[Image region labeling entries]
═══

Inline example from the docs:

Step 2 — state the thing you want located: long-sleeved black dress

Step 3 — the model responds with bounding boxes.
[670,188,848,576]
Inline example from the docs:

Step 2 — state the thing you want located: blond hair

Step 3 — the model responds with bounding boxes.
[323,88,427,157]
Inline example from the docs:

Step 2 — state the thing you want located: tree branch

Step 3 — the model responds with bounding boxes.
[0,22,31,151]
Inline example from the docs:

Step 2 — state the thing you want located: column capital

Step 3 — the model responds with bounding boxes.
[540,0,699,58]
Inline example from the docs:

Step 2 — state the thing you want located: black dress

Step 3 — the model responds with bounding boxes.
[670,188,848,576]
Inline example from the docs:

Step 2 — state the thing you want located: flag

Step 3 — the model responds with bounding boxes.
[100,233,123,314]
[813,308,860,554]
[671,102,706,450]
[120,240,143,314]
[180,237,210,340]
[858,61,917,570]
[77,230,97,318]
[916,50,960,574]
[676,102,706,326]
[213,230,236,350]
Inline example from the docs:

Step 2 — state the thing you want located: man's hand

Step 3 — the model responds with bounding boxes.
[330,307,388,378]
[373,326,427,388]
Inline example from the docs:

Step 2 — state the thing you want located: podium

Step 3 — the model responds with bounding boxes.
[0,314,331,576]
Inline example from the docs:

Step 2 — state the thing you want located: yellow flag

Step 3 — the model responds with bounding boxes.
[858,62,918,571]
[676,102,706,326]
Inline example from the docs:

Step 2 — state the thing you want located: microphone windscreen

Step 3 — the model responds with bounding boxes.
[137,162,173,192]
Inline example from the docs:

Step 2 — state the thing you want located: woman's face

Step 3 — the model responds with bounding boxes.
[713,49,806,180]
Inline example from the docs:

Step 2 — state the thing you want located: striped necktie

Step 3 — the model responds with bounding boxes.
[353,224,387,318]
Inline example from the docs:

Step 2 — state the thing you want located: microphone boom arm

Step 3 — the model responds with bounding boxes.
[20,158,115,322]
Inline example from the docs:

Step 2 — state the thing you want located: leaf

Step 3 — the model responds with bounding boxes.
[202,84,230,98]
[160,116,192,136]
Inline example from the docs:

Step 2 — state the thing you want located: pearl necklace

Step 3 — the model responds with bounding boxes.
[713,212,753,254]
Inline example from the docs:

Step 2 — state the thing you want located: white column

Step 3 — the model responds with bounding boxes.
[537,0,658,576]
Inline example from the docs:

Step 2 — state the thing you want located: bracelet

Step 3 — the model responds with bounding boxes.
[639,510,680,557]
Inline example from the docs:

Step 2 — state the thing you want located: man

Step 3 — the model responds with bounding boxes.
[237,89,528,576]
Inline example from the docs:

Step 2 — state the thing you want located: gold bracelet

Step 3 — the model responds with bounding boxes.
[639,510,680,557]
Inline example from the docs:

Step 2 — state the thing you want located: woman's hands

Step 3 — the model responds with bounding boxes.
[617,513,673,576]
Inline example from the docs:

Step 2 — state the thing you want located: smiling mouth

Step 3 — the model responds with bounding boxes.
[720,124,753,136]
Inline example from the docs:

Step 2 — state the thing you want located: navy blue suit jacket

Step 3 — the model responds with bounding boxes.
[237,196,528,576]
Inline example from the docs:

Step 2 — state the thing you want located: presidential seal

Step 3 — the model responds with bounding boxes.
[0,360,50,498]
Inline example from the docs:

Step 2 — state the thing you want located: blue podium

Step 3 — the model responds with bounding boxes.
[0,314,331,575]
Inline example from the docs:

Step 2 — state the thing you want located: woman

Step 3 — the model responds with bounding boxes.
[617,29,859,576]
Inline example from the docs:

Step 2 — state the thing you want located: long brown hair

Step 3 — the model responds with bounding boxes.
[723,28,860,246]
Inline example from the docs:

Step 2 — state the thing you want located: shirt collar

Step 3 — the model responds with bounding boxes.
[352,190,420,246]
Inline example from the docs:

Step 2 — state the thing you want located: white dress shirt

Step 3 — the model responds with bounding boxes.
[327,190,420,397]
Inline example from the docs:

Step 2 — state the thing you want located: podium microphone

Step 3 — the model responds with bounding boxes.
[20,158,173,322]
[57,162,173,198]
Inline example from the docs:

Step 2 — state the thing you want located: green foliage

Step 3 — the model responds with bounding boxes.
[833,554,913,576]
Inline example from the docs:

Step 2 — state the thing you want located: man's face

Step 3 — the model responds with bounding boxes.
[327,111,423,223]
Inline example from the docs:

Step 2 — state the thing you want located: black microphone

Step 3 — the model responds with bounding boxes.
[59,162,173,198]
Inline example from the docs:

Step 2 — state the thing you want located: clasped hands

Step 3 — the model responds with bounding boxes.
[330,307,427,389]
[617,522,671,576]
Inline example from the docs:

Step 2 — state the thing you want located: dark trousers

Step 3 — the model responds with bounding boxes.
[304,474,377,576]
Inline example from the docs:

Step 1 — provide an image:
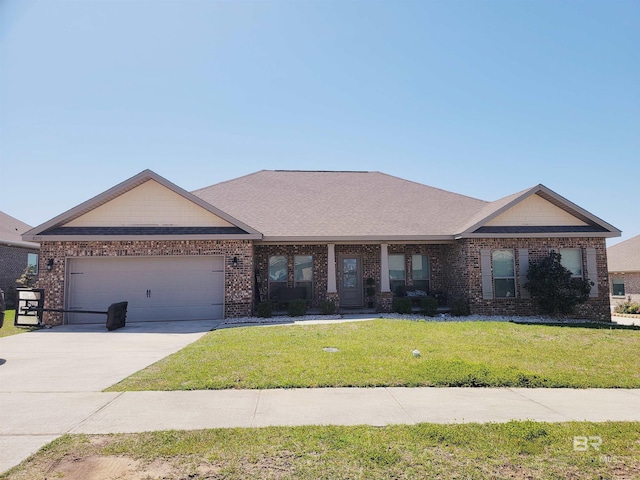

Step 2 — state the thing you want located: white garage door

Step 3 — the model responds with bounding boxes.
[66,256,224,323]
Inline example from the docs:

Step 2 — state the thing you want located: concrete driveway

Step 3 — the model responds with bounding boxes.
[0,320,221,472]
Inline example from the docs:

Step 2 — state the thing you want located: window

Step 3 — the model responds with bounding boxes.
[491,250,516,298]
[27,253,38,275]
[612,278,624,297]
[558,248,582,278]
[389,255,406,293]
[411,255,430,292]
[269,255,288,300]
[293,255,313,300]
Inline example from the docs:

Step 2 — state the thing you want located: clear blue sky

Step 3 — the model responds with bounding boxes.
[0,0,640,244]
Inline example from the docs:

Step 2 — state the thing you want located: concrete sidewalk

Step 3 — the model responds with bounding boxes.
[0,388,640,471]
[0,316,640,472]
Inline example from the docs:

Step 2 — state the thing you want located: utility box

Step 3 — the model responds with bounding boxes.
[107,302,129,331]
[13,288,44,327]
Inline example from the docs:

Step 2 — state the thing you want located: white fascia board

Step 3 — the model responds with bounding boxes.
[455,232,621,240]
[0,240,40,250]
[260,235,454,244]
[23,233,262,242]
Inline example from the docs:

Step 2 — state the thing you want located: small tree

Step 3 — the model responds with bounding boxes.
[524,252,593,315]
[16,265,38,288]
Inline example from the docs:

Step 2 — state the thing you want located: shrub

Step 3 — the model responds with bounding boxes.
[449,297,470,317]
[524,252,591,315]
[614,301,640,315]
[287,300,307,317]
[420,297,438,317]
[256,302,272,318]
[320,300,336,315]
[391,297,413,314]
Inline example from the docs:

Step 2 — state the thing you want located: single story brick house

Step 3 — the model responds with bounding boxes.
[0,212,40,308]
[23,170,620,324]
[607,235,640,308]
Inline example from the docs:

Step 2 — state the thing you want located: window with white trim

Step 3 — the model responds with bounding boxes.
[611,278,625,297]
[411,255,431,292]
[269,255,289,300]
[293,255,313,300]
[558,248,582,278]
[27,253,38,275]
[491,250,516,298]
[389,254,407,293]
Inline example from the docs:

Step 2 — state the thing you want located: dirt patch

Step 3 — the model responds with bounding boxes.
[45,455,220,480]
[46,456,144,480]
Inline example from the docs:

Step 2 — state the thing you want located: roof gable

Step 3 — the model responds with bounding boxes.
[607,235,640,272]
[0,212,40,248]
[65,179,234,227]
[460,185,620,237]
[24,170,261,240]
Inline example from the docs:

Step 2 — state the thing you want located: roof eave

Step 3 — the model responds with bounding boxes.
[455,232,621,240]
[456,184,622,238]
[23,233,262,242]
[261,235,454,243]
[0,240,40,250]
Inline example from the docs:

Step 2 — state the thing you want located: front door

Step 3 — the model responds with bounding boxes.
[340,255,363,307]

═══

■ DESCRIPTION OF THE TASK
Please list each line in the records above that contains the word "concrete". Case counts.

■ EXERCISE SOLUTION
Step 2 — state the thing you want located: concrete driveway
Step 2 — state the thing you want located: concrete sidewalk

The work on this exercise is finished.